#### [Listing]
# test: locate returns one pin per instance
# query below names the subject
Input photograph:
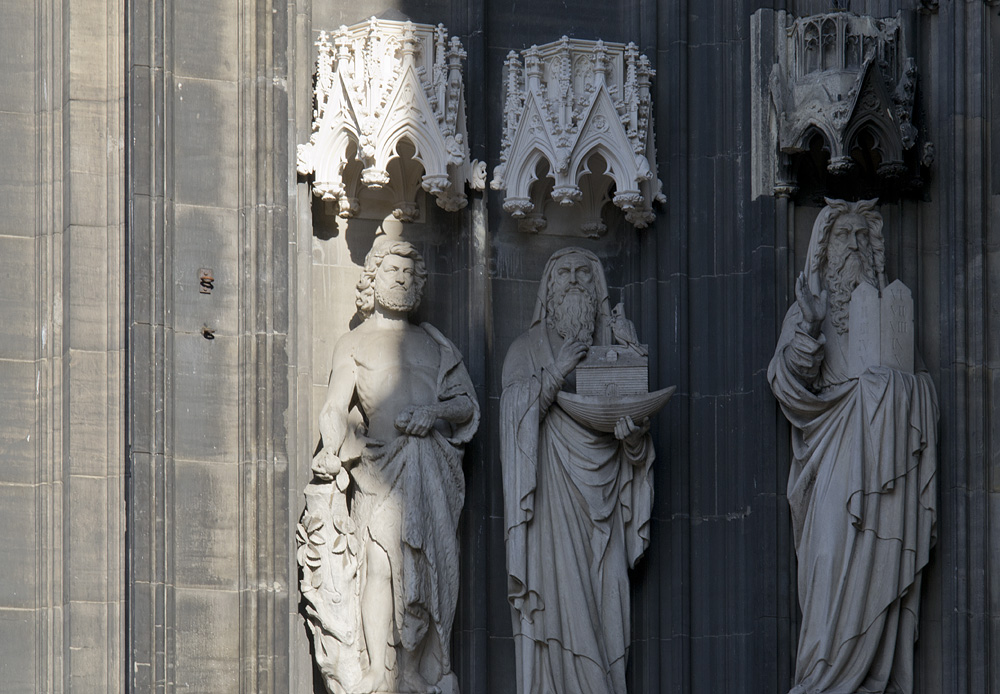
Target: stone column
(61, 358)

#### [Exercise]
Copy the rows above word for word, leaving out the pictures.

#### [Expected answer]
# test: locate returns one pin per instance
# query below names the subject
Input photograph:
Target: stone column
(61, 358)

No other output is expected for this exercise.